%%

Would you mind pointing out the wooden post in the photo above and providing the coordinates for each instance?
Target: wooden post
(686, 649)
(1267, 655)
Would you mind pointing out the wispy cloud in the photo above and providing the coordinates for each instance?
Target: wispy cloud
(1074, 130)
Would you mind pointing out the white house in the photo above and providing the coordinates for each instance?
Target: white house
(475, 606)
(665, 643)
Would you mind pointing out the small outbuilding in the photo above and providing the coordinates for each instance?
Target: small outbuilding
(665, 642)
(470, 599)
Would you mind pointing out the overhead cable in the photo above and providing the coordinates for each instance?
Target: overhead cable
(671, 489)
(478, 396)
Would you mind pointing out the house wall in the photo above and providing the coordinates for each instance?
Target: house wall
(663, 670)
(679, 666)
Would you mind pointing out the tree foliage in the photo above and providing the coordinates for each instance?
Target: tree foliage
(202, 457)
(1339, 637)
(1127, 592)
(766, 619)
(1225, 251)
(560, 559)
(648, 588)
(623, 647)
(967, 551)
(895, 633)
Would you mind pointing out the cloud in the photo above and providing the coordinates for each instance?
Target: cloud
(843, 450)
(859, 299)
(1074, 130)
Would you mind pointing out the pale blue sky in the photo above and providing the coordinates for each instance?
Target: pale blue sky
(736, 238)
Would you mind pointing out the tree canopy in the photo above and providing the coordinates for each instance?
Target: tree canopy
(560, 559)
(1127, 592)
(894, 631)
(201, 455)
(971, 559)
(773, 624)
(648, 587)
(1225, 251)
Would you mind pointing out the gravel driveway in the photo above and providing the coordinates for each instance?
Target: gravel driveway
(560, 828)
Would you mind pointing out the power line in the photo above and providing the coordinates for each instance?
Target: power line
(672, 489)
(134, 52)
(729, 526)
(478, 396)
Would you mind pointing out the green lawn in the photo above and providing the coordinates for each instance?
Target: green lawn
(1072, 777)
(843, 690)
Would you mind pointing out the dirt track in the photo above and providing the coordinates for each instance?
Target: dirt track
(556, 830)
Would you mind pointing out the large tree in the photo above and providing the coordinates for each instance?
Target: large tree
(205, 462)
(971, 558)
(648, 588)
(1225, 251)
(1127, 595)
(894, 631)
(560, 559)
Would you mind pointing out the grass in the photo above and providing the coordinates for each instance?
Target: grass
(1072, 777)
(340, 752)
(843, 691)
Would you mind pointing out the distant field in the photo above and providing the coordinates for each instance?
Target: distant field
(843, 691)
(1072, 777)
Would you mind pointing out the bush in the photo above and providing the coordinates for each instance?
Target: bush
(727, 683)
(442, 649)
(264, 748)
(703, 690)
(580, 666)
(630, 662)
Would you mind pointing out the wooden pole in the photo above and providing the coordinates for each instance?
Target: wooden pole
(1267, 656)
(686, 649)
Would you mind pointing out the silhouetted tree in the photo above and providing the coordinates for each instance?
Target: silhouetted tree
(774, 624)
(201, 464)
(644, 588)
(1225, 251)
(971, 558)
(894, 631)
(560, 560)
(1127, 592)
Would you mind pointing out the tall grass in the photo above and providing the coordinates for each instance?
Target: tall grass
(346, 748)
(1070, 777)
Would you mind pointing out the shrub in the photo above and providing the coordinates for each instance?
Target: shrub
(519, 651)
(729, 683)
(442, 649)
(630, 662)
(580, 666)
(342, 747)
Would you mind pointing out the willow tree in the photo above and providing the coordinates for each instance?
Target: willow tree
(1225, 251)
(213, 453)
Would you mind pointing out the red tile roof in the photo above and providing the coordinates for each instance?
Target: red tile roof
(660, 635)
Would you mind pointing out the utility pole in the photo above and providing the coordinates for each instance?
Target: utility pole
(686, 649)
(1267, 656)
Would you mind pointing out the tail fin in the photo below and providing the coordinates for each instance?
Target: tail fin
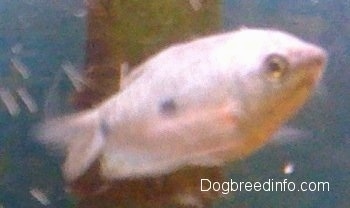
(79, 135)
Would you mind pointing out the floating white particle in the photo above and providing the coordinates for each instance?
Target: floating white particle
(27, 99)
(288, 168)
(74, 76)
(17, 48)
(40, 196)
(10, 102)
(17, 65)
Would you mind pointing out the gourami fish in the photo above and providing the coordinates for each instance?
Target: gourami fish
(202, 103)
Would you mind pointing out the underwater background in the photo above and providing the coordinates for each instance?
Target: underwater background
(39, 38)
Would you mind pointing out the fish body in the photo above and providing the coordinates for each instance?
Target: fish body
(200, 103)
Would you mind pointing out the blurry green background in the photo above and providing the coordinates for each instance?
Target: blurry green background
(43, 35)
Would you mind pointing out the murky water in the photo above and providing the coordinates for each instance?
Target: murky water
(40, 40)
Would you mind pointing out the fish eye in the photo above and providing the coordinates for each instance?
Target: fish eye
(276, 66)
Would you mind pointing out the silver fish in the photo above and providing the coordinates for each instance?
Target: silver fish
(201, 103)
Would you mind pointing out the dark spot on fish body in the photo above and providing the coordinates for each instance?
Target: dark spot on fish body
(167, 106)
(104, 127)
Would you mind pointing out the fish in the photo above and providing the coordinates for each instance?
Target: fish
(206, 102)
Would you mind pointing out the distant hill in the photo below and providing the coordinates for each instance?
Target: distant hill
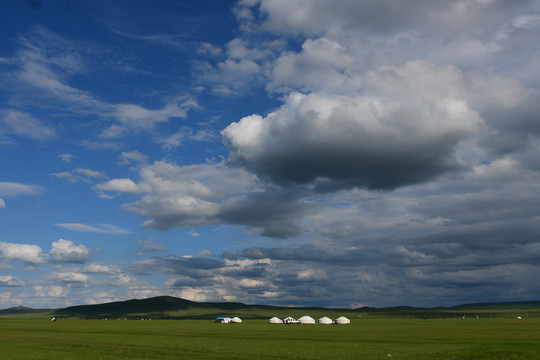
(24, 312)
(168, 307)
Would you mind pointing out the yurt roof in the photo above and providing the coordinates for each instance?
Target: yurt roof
(306, 319)
(325, 320)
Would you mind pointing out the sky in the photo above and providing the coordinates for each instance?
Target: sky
(328, 153)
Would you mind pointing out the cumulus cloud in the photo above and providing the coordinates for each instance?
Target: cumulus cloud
(404, 132)
(14, 122)
(100, 228)
(14, 189)
(69, 278)
(25, 253)
(65, 251)
(10, 281)
(123, 185)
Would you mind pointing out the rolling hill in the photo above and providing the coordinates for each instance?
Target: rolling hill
(168, 307)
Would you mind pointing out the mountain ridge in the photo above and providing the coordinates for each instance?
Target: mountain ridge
(169, 307)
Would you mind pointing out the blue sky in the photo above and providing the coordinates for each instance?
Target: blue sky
(329, 152)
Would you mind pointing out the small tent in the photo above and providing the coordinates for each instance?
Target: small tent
(325, 321)
(275, 320)
(223, 319)
(306, 320)
(342, 320)
(290, 320)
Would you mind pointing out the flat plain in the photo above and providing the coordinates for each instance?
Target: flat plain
(470, 338)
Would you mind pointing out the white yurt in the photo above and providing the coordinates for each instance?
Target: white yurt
(306, 320)
(275, 320)
(325, 321)
(342, 320)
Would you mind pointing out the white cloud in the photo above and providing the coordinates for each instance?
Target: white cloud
(129, 157)
(14, 189)
(67, 277)
(403, 118)
(66, 157)
(91, 173)
(100, 228)
(124, 185)
(25, 253)
(9, 281)
(95, 268)
(67, 252)
(14, 122)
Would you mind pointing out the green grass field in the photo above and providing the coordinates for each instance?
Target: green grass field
(496, 338)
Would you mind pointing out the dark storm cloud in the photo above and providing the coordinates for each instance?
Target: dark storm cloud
(275, 211)
(358, 140)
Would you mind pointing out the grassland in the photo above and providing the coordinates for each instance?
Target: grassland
(394, 338)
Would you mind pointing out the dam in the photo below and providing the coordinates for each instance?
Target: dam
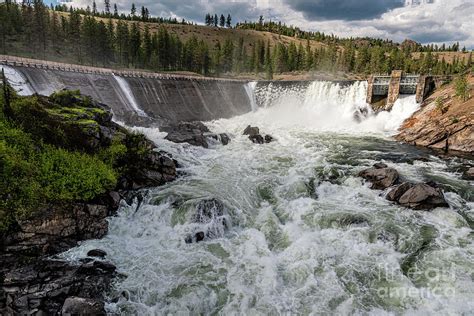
(144, 98)
(137, 97)
(303, 233)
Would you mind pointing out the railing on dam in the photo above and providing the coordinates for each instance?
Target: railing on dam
(391, 86)
(50, 65)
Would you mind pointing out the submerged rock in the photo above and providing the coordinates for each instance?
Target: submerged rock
(469, 174)
(98, 253)
(381, 176)
(210, 215)
(51, 287)
(193, 133)
(251, 131)
(82, 306)
(423, 196)
(396, 192)
(255, 137)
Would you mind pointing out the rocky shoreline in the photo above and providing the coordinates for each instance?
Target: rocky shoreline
(32, 281)
(444, 122)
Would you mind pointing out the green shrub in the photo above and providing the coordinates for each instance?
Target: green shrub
(69, 98)
(73, 176)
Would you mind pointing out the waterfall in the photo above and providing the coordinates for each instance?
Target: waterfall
(250, 89)
(17, 81)
(129, 95)
(329, 106)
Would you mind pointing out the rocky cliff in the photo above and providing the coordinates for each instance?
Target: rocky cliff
(443, 122)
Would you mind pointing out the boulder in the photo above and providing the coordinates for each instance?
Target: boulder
(381, 176)
(268, 139)
(251, 131)
(396, 192)
(257, 139)
(43, 288)
(97, 253)
(210, 215)
(82, 306)
(469, 174)
(423, 196)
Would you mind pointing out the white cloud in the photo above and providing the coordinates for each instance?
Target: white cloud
(443, 21)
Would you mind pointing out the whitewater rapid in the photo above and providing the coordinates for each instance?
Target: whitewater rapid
(306, 235)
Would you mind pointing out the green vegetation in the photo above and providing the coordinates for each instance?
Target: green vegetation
(461, 85)
(39, 166)
(440, 105)
(88, 37)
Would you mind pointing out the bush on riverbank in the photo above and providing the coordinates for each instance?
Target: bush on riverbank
(42, 160)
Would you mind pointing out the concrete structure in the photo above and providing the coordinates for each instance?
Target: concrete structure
(383, 87)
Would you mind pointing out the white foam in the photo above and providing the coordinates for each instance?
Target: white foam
(250, 90)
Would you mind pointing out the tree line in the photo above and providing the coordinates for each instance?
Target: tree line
(83, 37)
(214, 20)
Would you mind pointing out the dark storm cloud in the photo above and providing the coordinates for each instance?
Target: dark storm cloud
(343, 9)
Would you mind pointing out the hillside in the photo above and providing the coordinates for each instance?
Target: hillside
(77, 36)
(444, 120)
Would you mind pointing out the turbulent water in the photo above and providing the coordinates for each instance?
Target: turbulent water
(306, 235)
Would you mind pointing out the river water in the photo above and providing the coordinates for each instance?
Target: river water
(305, 234)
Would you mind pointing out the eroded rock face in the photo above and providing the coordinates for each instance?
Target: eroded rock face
(49, 287)
(255, 137)
(194, 133)
(423, 196)
(53, 230)
(451, 128)
(381, 176)
(251, 131)
(396, 192)
(211, 219)
(82, 306)
(469, 174)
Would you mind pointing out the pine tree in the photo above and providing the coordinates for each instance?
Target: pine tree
(461, 85)
(107, 7)
(133, 11)
(222, 21)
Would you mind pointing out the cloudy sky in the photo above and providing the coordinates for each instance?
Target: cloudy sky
(442, 21)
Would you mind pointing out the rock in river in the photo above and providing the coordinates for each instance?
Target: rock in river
(381, 176)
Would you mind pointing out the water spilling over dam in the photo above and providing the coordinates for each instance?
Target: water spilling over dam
(303, 234)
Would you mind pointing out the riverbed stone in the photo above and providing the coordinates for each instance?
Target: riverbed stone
(396, 192)
(252, 131)
(98, 253)
(82, 306)
(469, 174)
(381, 176)
(257, 139)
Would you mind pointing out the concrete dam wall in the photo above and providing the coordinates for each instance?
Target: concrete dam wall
(137, 99)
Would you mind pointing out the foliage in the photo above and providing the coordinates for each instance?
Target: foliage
(89, 39)
(440, 105)
(35, 173)
(461, 85)
(73, 176)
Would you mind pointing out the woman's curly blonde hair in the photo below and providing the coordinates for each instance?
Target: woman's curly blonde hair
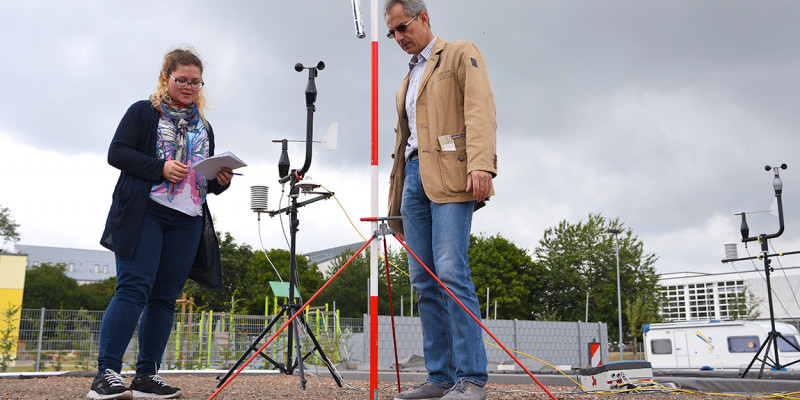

%%

◆ **ASSIGNMENT**
What are the lines of the data above that include the string "curly"? Copy them.

◆ **SOLUTION FOR THIS TASK**
Would you mind pointing out the woman's curly blonde hair in the photo below and providing the coordinates for each instance?
Target: woman's curly blonde hair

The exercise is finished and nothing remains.